== Data for the task ==

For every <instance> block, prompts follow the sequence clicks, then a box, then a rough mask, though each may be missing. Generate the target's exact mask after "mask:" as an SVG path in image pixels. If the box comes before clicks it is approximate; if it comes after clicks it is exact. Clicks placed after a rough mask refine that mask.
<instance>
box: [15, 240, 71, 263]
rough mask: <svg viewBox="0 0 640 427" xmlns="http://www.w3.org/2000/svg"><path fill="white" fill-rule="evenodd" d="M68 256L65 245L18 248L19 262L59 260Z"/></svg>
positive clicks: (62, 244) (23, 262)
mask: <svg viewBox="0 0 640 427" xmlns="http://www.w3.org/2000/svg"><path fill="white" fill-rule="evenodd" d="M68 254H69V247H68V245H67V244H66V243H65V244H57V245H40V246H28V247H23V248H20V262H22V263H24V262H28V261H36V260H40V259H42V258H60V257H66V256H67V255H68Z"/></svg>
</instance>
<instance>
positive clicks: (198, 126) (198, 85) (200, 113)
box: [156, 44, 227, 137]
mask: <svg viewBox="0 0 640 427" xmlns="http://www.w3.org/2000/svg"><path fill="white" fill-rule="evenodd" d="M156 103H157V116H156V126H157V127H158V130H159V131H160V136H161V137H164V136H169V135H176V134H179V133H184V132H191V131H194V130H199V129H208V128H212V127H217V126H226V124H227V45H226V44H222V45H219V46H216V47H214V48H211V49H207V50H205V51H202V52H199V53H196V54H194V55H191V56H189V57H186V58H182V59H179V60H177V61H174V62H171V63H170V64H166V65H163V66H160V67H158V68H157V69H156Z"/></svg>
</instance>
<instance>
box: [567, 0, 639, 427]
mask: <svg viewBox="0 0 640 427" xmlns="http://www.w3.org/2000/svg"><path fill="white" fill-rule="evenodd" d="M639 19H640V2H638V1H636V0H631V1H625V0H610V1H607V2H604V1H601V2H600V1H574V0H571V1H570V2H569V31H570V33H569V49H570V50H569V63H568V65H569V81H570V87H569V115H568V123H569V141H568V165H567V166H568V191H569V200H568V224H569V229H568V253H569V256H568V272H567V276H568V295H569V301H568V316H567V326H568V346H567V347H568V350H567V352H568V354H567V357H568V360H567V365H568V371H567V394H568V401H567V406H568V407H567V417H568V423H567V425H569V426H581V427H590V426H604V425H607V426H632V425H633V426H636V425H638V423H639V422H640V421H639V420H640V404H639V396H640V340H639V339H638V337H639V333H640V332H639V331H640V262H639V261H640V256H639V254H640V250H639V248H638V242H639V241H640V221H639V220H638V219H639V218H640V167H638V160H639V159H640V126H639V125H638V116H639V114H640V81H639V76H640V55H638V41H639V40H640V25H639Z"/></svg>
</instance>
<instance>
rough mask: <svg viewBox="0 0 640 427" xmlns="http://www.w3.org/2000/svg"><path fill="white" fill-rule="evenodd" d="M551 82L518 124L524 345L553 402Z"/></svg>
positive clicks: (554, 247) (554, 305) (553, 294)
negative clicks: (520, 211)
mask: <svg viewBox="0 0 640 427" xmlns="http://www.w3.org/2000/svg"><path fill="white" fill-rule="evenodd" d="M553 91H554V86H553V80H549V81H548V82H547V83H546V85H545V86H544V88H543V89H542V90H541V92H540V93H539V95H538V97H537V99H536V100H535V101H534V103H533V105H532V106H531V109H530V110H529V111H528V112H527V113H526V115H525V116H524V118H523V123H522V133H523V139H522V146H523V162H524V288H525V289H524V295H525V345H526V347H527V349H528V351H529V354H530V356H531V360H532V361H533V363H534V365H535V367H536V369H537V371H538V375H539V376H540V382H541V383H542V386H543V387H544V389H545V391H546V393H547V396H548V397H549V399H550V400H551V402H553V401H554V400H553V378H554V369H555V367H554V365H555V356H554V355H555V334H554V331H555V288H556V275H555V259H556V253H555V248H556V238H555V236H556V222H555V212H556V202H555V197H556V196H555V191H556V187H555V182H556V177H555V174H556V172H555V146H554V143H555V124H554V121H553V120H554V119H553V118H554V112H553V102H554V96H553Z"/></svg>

===

[Work to be completed] Reproduce the material word for word, from its beginning through the line containing "box: [15, 240, 71, 263]", with both ends included.

[Written response]
For every <instance> block, prompts follow the sequence clicks, then a box, then a rough mask, though each may be missing. Generate the target's exact mask after "mask:" as an SVG path in image pixels. If the box comes before clicks it is approximate; if it comes after clicks it is exact. Clicks placed after a rough mask refine that mask.
<instance>
box: [15, 240, 71, 263]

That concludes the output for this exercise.